Tasks for this exercise:
**A.** Quote the whole forum thread on growing vegetables inside a garden railroad, word for word.
**B.** Please print the lines of the records from their first line through the line holding "<point>542,343</point>", inclusive, and nothing else.

Text:

+---+

# vegetables in the garden?



## leftyfretguy (Jan 2, 2008)

I pulled up the old vegetable garden to put in the garden railroad and had the intention of keeping the vegetables in big pots to avoid weeds. But, I can't find any room for the pots! I do have an area that was going to be a roundhouse, but that project is on the end of a long list of projects (years away - if ever) so I was thinking of putting the vegetables in that area - right in the middle of the garden railroad. Has anyone ever incorporated vegetables into their landscaping and had it look nice? I plan on having tomatoes, cucumbers and artichokes right now but maybe more will show up later. Is there any way to "blend" them in nicely or will they just look out of place? 
Anyone else done this? 
thanks, 
Matt


----------



## Dave F (Jan 2, 2008)

Right smack dab in the middle of my loop you will find tomatos (3 varieties), cucumbers, strawberries, peppers, basil, cilantro, onions, watermellon and radishes..


----------



## sheepdog (Jan 2, 2008)

Sure have! 








" 

Craig


----------



## SandyR (Jan 6, 2008)

Craig, the harvest train pic is the happiest thing that I've seen in a long time! Thank you for sharing it with us...it's an inspiration. 
SandyR


----------



## John B (Jan 2, 2008)

Craig, 

Is that a "Hot" freight?

+---+

Recorded information:
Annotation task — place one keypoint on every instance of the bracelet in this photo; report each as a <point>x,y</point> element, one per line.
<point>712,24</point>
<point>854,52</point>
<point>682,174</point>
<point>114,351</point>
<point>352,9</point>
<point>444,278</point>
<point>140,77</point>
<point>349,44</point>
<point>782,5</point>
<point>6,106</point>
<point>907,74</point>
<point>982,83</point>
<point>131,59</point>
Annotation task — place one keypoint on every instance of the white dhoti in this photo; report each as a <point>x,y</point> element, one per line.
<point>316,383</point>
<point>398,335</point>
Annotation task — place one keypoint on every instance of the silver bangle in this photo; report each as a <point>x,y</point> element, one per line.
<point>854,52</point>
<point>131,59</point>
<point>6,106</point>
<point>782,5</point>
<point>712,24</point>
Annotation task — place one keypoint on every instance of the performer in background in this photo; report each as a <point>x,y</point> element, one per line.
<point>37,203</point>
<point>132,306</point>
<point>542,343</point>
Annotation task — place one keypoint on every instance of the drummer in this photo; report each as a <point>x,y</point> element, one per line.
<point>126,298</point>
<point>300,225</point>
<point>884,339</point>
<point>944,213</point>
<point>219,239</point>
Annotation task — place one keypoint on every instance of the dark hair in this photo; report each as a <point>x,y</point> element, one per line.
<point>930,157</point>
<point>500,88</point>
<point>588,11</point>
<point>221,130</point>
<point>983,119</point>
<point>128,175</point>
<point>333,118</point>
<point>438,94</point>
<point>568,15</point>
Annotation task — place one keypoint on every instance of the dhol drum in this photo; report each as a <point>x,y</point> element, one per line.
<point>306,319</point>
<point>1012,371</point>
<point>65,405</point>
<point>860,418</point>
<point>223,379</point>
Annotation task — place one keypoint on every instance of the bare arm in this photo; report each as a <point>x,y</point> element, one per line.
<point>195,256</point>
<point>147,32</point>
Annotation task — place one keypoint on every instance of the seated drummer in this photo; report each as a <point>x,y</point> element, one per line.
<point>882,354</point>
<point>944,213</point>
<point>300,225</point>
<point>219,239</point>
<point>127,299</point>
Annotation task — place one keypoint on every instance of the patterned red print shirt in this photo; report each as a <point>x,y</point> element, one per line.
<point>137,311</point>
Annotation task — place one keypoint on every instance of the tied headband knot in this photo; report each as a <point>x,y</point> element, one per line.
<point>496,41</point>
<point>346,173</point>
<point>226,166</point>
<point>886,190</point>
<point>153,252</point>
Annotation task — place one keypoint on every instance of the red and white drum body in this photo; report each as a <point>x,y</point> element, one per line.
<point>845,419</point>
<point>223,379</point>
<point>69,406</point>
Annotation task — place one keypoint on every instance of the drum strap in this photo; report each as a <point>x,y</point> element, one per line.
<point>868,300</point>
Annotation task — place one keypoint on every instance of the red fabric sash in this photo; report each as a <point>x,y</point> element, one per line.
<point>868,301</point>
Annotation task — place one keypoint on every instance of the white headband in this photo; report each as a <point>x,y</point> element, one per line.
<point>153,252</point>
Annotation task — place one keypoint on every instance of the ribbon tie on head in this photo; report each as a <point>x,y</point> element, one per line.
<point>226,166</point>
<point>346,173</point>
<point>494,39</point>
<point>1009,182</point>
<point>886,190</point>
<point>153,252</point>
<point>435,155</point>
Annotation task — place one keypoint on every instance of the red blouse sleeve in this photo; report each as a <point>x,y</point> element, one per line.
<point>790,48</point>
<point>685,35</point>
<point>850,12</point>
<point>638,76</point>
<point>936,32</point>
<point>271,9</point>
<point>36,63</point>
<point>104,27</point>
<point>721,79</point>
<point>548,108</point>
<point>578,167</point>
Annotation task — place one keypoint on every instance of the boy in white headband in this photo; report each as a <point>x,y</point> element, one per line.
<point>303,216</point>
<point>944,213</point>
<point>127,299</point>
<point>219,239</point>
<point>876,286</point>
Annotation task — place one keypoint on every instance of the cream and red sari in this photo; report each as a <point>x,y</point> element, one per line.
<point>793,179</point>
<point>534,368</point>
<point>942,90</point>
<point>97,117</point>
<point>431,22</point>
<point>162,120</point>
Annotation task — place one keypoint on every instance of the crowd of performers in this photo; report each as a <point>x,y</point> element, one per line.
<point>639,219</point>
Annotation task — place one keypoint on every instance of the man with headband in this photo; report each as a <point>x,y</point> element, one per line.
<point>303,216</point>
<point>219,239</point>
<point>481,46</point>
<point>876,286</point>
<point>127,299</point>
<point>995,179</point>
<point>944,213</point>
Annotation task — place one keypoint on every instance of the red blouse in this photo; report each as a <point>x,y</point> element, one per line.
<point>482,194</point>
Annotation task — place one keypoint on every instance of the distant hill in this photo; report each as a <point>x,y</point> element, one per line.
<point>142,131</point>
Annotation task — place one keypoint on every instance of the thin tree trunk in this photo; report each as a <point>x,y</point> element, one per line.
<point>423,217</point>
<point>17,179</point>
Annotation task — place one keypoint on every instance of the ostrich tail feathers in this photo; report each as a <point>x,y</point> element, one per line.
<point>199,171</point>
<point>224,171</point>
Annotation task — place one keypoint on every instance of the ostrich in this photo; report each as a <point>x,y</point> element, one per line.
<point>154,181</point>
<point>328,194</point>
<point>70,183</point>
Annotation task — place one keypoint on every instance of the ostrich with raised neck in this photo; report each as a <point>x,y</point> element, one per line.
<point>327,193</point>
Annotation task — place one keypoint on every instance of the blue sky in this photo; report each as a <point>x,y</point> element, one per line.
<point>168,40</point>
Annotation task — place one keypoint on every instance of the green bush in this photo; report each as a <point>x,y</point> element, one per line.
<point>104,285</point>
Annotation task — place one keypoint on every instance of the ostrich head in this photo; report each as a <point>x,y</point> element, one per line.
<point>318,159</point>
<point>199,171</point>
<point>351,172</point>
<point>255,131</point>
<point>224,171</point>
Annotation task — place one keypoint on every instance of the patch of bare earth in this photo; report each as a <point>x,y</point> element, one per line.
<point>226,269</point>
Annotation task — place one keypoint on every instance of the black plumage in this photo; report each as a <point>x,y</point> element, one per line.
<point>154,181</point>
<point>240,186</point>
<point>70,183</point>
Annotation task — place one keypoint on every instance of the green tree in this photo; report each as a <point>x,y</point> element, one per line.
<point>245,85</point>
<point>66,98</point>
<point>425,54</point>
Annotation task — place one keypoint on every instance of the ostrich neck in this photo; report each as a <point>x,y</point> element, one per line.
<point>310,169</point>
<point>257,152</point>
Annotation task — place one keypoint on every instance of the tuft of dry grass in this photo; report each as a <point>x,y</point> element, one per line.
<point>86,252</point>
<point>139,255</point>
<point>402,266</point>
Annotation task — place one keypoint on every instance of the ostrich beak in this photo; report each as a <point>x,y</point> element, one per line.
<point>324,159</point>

+---+

Solutions for each task:
**A.**
# vegetables in the garden?



## leftyfretguy (Jan 2, 2008)

I pulled up the old vegetable garden to put in the garden railroad and had the intention of keeping the vegetables in big pots to avoid weeds. But, I can't find any room for the pots! I do have an area that was going to be a roundhouse, but that project is on the end of a long list of projects (years away - if ever) so I was thinking of putting the vegetables in that area - right in the middle of the garden railroad. Has anyone ever incorporated vegetables into their landscaping and had it look nice? I plan on having tomatoes, cucumbers and artichokes right now but maybe more will show up later. Is there any way to "blend" them in nicely or will they just look out of place? 
Anyone else done this? 
thanks, 
Matt


----------



## Dave F (Jan 2, 2008)

Right smack dab in the middle of my loop you will find tomatos (3 varieties), cucumbers, strawberries, peppers, basil, cilantro, onions, watermellon and radishes..


----------



## sheepdog (Jan 2, 2008)

Sure have! 








" 

Craig


----------



## SandyR (Jan 6, 2008)

Craig, the harvest train pic is the happiest thing that I've seen in a long time! Thank you for sharing it with us...it's an inspiration. 
SandyR


----------



## John B (Jan 2, 2008)

Craig, 

Is that a "Hot" freight?

**B.**
Annotation task — place one keypoint on every instance of the bracelet in this photo; report each as a <point>x,y</point> element, one per line.
<point>712,24</point>
<point>854,52</point>
<point>682,174</point>
<point>114,351</point>
<point>352,9</point>
<point>444,278</point>
<point>140,77</point>
<point>349,44</point>
<point>782,5</point>
<point>6,106</point>
<point>907,74</point>
<point>982,83</point>
<point>131,59</point>
Annotation task — place one keypoint on every instance of the white dhoti in this photo; report each as a <point>x,y</point> element, one per line.
<point>316,383</point>
<point>398,335</point>
Annotation task — place one keypoint on every instance of the silver bangle in this photo; report each as a <point>x,y</point> element, one per line.
<point>854,52</point>
<point>131,59</point>
<point>6,106</point>
<point>782,5</point>
<point>712,24</point>
Annotation task — place one keypoint on every instance of the performer in background in this photo; report each as a <point>x,y</point> element, one per line.
<point>37,203</point>
<point>132,306</point>
<point>542,343</point>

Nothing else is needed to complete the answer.